The records:
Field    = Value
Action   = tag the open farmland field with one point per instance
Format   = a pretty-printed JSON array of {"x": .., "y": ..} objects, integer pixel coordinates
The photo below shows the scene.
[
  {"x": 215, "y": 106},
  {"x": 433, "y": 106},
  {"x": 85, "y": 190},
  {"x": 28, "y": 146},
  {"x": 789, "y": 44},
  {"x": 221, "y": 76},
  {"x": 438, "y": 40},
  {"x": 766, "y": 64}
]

Work item:
Write out all the records again, exactly as they appear.

Exercise output:
Field    = Value
Action   = tag the open farmland field with one point per instance
Format   = a pretty-printed JSON array of {"x": .., "y": ..} objects, integer pixel coordinates
The photo below shows the scene.
[
  {"x": 215, "y": 106},
  {"x": 433, "y": 106},
  {"x": 85, "y": 190},
  {"x": 28, "y": 146},
  {"x": 789, "y": 44},
  {"x": 221, "y": 76},
  {"x": 438, "y": 40},
  {"x": 766, "y": 64}
]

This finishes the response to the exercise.